▸ WHAT TO PRODUCE:
Each record below must be returned exactly as shown.

▬▬▬

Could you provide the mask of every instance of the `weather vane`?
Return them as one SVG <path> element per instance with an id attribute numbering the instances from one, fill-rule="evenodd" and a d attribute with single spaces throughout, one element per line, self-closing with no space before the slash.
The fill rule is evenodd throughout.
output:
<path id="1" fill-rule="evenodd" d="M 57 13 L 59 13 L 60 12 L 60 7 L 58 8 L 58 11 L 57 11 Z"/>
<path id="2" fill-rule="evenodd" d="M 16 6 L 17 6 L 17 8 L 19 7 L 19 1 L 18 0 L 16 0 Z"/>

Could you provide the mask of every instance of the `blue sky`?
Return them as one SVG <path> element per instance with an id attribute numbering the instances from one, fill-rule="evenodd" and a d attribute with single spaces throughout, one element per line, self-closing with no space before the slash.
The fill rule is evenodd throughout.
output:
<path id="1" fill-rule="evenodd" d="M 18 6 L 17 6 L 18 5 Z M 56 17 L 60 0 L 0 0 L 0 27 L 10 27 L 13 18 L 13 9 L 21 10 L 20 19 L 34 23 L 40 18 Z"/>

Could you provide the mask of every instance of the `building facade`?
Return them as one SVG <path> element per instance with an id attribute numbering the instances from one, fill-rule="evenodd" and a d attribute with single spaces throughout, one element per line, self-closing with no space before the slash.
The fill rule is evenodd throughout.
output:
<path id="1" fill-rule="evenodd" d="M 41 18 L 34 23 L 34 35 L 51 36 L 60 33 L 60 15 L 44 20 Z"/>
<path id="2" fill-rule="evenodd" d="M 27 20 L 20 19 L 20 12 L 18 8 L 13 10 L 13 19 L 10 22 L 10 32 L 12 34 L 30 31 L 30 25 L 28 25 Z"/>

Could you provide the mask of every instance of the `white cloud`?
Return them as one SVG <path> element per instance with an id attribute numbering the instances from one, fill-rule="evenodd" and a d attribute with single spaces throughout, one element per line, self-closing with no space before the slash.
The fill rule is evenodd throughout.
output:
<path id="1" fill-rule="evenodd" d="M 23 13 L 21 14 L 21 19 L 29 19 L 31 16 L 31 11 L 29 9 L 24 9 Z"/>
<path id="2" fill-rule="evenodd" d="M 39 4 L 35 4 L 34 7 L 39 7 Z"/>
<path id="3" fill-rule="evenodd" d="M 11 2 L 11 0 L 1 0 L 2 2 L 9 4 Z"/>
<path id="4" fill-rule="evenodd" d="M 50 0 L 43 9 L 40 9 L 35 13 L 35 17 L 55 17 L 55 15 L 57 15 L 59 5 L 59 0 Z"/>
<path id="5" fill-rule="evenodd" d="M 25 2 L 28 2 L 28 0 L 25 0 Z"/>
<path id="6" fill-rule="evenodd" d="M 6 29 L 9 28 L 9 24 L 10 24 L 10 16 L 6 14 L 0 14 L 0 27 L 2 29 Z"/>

▬▬▬

▸ CORRECT RESPONSE:
Could you provide the mask of every instance of the `weather vane`?
Return them as one SVG <path> element per instance with an id attribute numbering the instances from one, fill-rule="evenodd" and a d attribute with single spaces throughout, one element per line, self-closing with no space before the slash.
The fill rule is evenodd throughout.
output:
<path id="1" fill-rule="evenodd" d="M 57 13 L 59 13 L 60 12 L 60 7 L 58 8 L 58 11 L 57 11 Z"/>
<path id="2" fill-rule="evenodd" d="M 16 6 L 17 6 L 17 8 L 19 7 L 19 1 L 18 0 L 16 0 Z"/>

Could you provide the mask of every instance of the `blue sky`?
Return them as one SVG <path> element per instance with an id attribute numbering the instances from one, fill-rule="evenodd" and a d attribute with single spaces throughout, one element per line, self-closing with no space before the slash.
The fill rule is evenodd throughout.
output:
<path id="1" fill-rule="evenodd" d="M 18 6 L 17 6 L 18 5 Z M 56 17 L 60 0 L 0 0 L 0 27 L 10 27 L 13 18 L 13 9 L 21 10 L 20 19 L 34 23 L 40 18 Z"/>

Could you provide the mask of every instance of the `building facade`?
Return them as one SVG <path> element per instance with an id attribute numbering the instances from one, fill-rule="evenodd" and a d attribute with single spaces throughout, one element per line, self-closing with no space before the slash.
The fill rule is evenodd throughout.
output:
<path id="1" fill-rule="evenodd" d="M 41 18 L 34 23 L 34 35 L 51 36 L 60 33 L 60 15 L 44 20 Z"/>
<path id="2" fill-rule="evenodd" d="M 27 20 L 20 19 L 20 12 L 18 8 L 13 10 L 13 19 L 10 22 L 10 32 L 12 34 L 30 31 L 30 25 L 28 25 Z"/>

Could you provide the mask of every instance of the `white cloud`?
Return them as one SVG <path> element per instance with an id attribute numbering the instances from one, fill-rule="evenodd" and a d attribute with single spaces throughout, one element per line, self-closing with no space before the slash.
The fill rule is evenodd throughout.
output:
<path id="1" fill-rule="evenodd" d="M 23 13 L 21 14 L 21 19 L 29 19 L 31 16 L 31 11 L 29 9 L 24 9 Z"/>
<path id="2" fill-rule="evenodd" d="M 39 4 L 35 4 L 34 7 L 39 7 Z"/>
<path id="3" fill-rule="evenodd" d="M 11 2 L 11 0 L 1 0 L 2 2 L 9 4 Z"/>
<path id="4" fill-rule="evenodd" d="M 50 0 L 43 9 L 40 9 L 35 13 L 35 17 L 55 17 L 55 15 L 57 15 L 59 5 L 59 0 Z"/>
<path id="5" fill-rule="evenodd" d="M 25 2 L 28 2 L 28 0 L 25 0 Z"/>
<path id="6" fill-rule="evenodd" d="M 6 29 L 9 28 L 9 24 L 10 24 L 10 16 L 6 14 L 0 14 L 0 27 L 2 29 Z"/>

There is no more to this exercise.